**Goal**. Output the records below verbatim, from the line containing "the red earth" through the end of the records, both ends included. Leave the pictures out.

** start of Rows **

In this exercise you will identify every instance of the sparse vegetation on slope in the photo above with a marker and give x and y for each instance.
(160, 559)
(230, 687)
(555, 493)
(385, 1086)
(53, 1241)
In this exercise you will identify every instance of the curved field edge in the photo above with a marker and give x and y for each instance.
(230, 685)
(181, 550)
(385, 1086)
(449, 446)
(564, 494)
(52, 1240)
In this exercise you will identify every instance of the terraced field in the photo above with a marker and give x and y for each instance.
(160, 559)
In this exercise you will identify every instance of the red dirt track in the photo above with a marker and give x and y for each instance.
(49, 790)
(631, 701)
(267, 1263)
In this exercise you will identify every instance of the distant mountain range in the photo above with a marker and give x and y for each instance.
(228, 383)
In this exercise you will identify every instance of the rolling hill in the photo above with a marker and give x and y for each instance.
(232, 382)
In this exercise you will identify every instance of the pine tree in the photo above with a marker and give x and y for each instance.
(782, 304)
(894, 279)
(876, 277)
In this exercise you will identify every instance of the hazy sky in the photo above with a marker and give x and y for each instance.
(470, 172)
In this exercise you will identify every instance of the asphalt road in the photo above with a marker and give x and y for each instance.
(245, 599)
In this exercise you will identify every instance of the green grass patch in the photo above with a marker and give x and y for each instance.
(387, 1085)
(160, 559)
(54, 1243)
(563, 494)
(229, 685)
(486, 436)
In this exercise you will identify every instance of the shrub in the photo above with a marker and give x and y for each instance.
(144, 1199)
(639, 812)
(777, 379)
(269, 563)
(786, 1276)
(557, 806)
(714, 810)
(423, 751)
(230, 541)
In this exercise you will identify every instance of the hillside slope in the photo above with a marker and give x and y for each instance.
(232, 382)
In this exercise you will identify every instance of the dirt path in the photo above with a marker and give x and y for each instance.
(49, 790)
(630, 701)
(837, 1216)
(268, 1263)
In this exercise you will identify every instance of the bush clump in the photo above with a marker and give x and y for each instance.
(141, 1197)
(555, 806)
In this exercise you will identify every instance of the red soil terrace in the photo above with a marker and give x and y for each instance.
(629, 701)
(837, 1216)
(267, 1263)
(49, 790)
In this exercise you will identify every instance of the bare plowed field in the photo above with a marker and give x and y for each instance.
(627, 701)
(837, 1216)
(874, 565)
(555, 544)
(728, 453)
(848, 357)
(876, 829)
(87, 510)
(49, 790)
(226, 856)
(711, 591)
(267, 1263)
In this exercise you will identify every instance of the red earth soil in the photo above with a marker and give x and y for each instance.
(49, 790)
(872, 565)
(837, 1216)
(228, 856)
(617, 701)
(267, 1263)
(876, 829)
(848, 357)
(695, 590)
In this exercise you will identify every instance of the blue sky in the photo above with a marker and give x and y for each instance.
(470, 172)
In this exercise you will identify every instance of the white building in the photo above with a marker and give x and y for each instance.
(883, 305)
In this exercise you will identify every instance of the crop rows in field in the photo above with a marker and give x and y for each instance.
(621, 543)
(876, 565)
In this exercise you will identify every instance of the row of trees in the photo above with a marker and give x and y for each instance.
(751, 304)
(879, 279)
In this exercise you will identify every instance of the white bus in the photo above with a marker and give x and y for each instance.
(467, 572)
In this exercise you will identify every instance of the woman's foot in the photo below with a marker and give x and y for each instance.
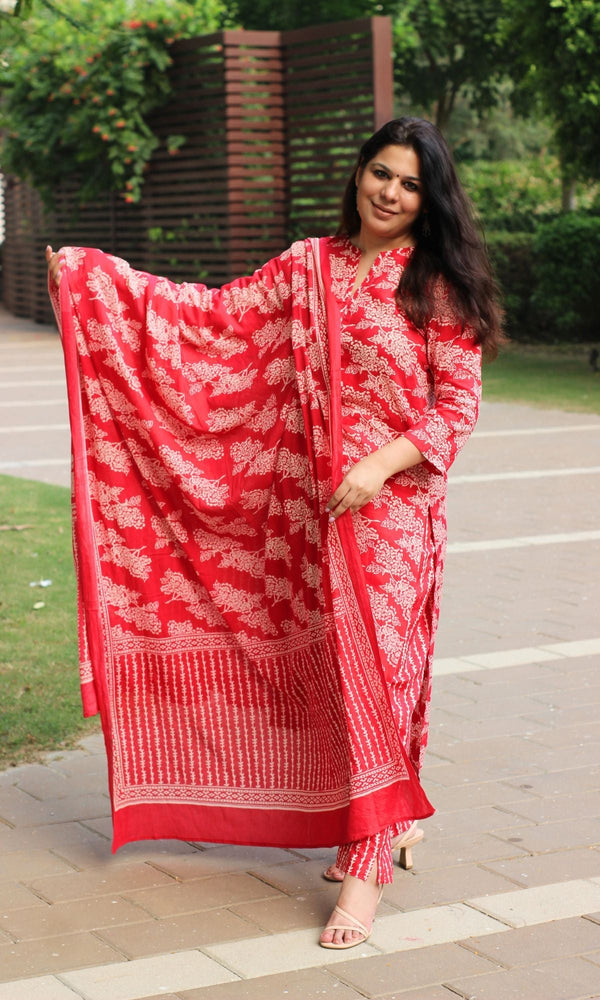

** end of Rows **

**Task solution**.
In this exercise you will identify every instance of the red earth soil in the photo above with a marker and give x and y for each instance.
(49, 790)
(872, 565)
(837, 1216)
(228, 856)
(617, 701)
(267, 1263)
(876, 829)
(848, 357)
(695, 590)
In this exercise you will identify every instance of the blue sky in the photo above with a marker and give x and y for each instance.
(470, 172)
In this exercise you will identify every instance of the white building in the photo above with a marker and give x and y for each instance.
(883, 305)
In this exercise you will identify every instance of the crop rows in field in the photo above with a marker and give x and y for each instance.
(621, 543)
(876, 565)
In this exercise you will identify every instance of the row of trees in the photo above with a marker and give x and y for each instance.
(751, 304)
(879, 279)
In this exercise you will identify every instance of the white bus in the photo above with a marker and give x and y for each instance.
(467, 572)
In this exercise you will identify every instance of the woman's foot in the photo below with a marker and give x and y for each instance.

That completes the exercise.